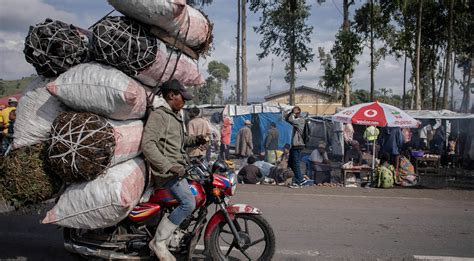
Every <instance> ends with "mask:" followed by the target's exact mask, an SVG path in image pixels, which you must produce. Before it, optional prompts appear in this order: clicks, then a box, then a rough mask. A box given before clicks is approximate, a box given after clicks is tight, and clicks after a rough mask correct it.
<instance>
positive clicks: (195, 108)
mask: <svg viewBox="0 0 474 261" xmlns="http://www.w3.org/2000/svg"><path fill="white" fill-rule="evenodd" d="M200 113H201V110H199V108H198V107H192V108H191V109H190V110H189V118H191V119H194V118H196V117H197V116H199V114H200Z"/></svg>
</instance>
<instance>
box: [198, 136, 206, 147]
mask: <svg viewBox="0 0 474 261" xmlns="http://www.w3.org/2000/svg"><path fill="white" fill-rule="evenodd" d="M204 144H207V139H206V137H205V136H204V135H197V136H196V145H198V146H199V145H204Z"/></svg>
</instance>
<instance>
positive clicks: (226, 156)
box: [219, 143, 229, 160]
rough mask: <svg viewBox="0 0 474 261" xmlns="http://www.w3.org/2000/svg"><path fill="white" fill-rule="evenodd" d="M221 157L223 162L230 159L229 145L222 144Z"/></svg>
mask: <svg viewBox="0 0 474 261" xmlns="http://www.w3.org/2000/svg"><path fill="white" fill-rule="evenodd" d="M219 156H220V158H221V159H222V160H228V159H229V145H226V144H223V143H221V149H220V151H219Z"/></svg>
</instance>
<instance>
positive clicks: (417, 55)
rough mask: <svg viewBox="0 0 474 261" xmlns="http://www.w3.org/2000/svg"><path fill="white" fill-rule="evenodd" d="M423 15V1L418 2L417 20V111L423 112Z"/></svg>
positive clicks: (416, 73)
mask: <svg viewBox="0 0 474 261" xmlns="http://www.w3.org/2000/svg"><path fill="white" fill-rule="evenodd" d="M422 14H423V0H418V17H417V19H416V68H415V85H416V86H415V110H421V92H420V87H421V85H420V48H421V15H422Z"/></svg>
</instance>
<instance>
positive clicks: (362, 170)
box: [341, 166, 372, 187]
mask: <svg viewBox="0 0 474 261" xmlns="http://www.w3.org/2000/svg"><path fill="white" fill-rule="evenodd" d="M341 172H342V184H343V185H344V187H345V186H346V177H347V174H348V173H359V174H361V173H363V172H368V173H369V181H370V182H372V175H371V173H372V168H371V167H370V166H353V167H352V168H348V169H344V168H341ZM361 179H362V177H361Z"/></svg>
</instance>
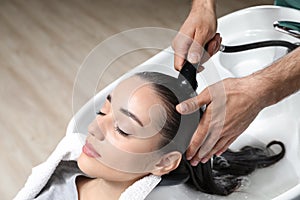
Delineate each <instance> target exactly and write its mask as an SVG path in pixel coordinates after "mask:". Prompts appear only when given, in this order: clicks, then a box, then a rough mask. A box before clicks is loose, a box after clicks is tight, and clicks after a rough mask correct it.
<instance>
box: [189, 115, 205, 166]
mask: <svg viewBox="0 0 300 200" xmlns="http://www.w3.org/2000/svg"><path fill="white" fill-rule="evenodd" d="M208 112H209V111H206V112H205V113H204V114H203V116H202V119H201V120H200V123H199V125H198V127H197V129H196V131H195V133H194V134H193V137H192V139H191V143H190V145H189V147H188V149H187V151H186V157H187V159H188V160H191V159H193V161H198V162H199V161H200V159H201V158H198V157H197V156H195V155H196V154H197V152H198V150H199V148H200V146H201V144H202V143H203V141H204V140H205V139H206V136H207V131H208V127H209V123H210V122H209V121H207V120H210V113H208Z"/></svg>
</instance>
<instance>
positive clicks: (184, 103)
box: [176, 88, 211, 114]
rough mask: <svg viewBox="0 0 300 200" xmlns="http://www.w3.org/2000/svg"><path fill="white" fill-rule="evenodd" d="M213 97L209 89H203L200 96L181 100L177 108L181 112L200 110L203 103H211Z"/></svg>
mask: <svg viewBox="0 0 300 200" xmlns="http://www.w3.org/2000/svg"><path fill="white" fill-rule="evenodd" d="M210 102H211V97H210V94H209V91H208V89H207V88H206V89H205V90H203V91H202V92H201V93H200V94H199V95H198V96H195V97H193V98H190V99H188V100H186V101H183V102H181V103H180V104H178V105H177V106H176V110H177V111H178V112H179V113H181V114H190V113H193V112H195V111H197V110H199V109H200V108H201V107H202V106H203V105H205V104H209V103H210Z"/></svg>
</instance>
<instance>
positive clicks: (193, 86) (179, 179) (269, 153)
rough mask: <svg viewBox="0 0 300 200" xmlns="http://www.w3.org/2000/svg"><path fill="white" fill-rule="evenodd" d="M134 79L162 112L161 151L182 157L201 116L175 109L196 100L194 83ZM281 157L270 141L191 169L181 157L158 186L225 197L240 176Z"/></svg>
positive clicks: (180, 79) (234, 188)
mask: <svg viewBox="0 0 300 200" xmlns="http://www.w3.org/2000/svg"><path fill="white" fill-rule="evenodd" d="M195 73H196V72H195ZM136 76H138V77H140V78H141V79H143V80H145V81H146V82H149V83H150V85H151V86H152V87H153V89H154V91H155V92H156V94H157V95H158V97H159V98H160V99H161V101H162V103H163V106H164V108H165V109H166V113H167V120H166V122H165V124H164V126H163V128H162V130H161V131H160V134H162V135H163V137H164V139H163V141H162V143H161V144H160V146H161V147H162V148H165V150H164V151H172V150H178V151H180V152H181V153H182V154H184V153H185V150H186V149H187V147H188V145H189V143H190V140H191V138H192V135H193V133H194V132H195V130H196V128H197V126H198V123H199V121H200V119H201V116H202V113H203V112H202V110H201V109H200V110H199V112H194V113H192V114H189V115H181V114H180V113H178V112H177V111H176V105H177V104H178V103H180V102H182V101H184V100H186V99H189V98H191V97H193V96H196V92H195V89H196V87H197V85H195V82H196V81H194V82H192V81H190V80H188V82H189V83H191V84H186V82H185V83H184V77H183V78H182V77H181V76H179V78H174V77H171V76H169V75H165V74H162V73H158V72H142V73H138V74H136ZM187 78H188V79H190V77H187ZM183 83H184V84H183ZM169 144H172V145H169ZM272 145H279V146H280V147H281V152H279V153H278V154H275V153H274V152H273V151H271V150H270V148H269V147H270V146H272ZM284 154H285V147H284V145H283V143H281V142H279V141H272V142H270V143H269V144H268V145H267V146H266V147H252V146H246V147H243V148H242V149H241V150H239V151H236V152H234V151H231V150H229V149H228V150H227V151H225V152H224V153H223V154H222V155H221V156H218V157H217V156H214V157H213V158H212V159H211V160H210V161H208V162H206V163H204V164H203V163H200V164H198V165H197V166H195V167H194V166H191V165H190V163H189V161H187V160H186V159H185V155H183V156H182V160H181V163H180V165H179V167H178V168H177V169H175V170H173V171H172V172H171V173H169V174H167V175H163V176H162V181H161V183H160V185H161V186H165V185H175V184H180V183H187V184H190V185H191V186H192V187H194V188H195V189H196V190H199V191H202V192H205V193H209V194H217V195H229V194H230V193H232V192H233V191H235V190H236V189H237V188H238V187H239V186H240V185H241V183H242V178H241V176H245V175H248V174H250V173H251V172H253V171H254V170H255V169H257V168H262V167H268V166H270V165H272V164H274V163H276V162H277V161H279V160H280V159H281V158H282V157H283V156H284Z"/></svg>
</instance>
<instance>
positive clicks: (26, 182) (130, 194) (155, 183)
mask: <svg viewBox="0 0 300 200" xmlns="http://www.w3.org/2000/svg"><path fill="white" fill-rule="evenodd" d="M79 135H80V134H76V133H72V134H69V135H66V136H65V137H64V138H63V139H62V140H61V141H60V143H59V144H58V146H57V147H56V149H55V150H54V152H53V153H52V154H51V155H50V156H49V158H48V159H47V160H46V161H45V162H43V163H42V164H40V165H38V166H36V167H34V168H33V169H32V173H31V175H30V176H29V177H28V179H27V181H26V183H25V186H24V187H23V188H22V189H21V190H20V191H19V193H18V194H17V196H16V197H15V198H14V200H29V199H34V197H36V195H37V194H39V192H40V191H41V190H42V189H43V187H44V186H45V185H46V184H47V182H48V180H49V179H50V177H51V175H52V174H53V172H54V170H55V169H56V167H57V166H58V164H59V163H60V161H61V160H77V158H78V157H79V155H80V153H81V149H82V145H83V144H82V142H81V140H80V139H79ZM160 180H161V177H159V176H154V175H149V176H146V177H144V178H142V179H140V180H138V181H136V182H135V183H134V184H132V185H131V186H130V187H128V188H127V189H126V190H125V191H124V192H123V193H122V194H121V196H120V198H119V199H120V200H142V199H145V198H146V196H147V195H148V194H149V193H150V192H151V191H152V190H153V189H154V188H155V186H156V185H157V184H158V183H159V182H160Z"/></svg>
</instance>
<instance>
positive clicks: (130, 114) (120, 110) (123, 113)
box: [120, 108, 144, 127]
mask: <svg viewBox="0 0 300 200" xmlns="http://www.w3.org/2000/svg"><path fill="white" fill-rule="evenodd" d="M120 111H121V112H122V113H123V114H124V115H127V116H128V117H130V118H131V119H133V120H135V121H136V122H137V123H138V124H139V125H140V126H141V127H144V125H143V123H142V122H141V120H139V118H137V116H135V115H134V114H133V113H131V112H129V111H128V110H126V109H125V108H120Z"/></svg>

> _Work to be completed_
Retype the records above word for word, starting at the very beginning and going on through the line that contains "positive clicks: (195, 108)". Leave the picture out of your answer.

> _Output for this exercise_
Every <instance> ends with "mask:" followed by the target's exact mask, an SVG path in image pixels, which you must produce. Before it, optional prompts appear in this order: clicks, then a box, then a rough mask. A box given before clicks is approximate, a box given after clicks is tight, and clicks after a rough mask correct it.
<instance>
positive clicks: (195, 108)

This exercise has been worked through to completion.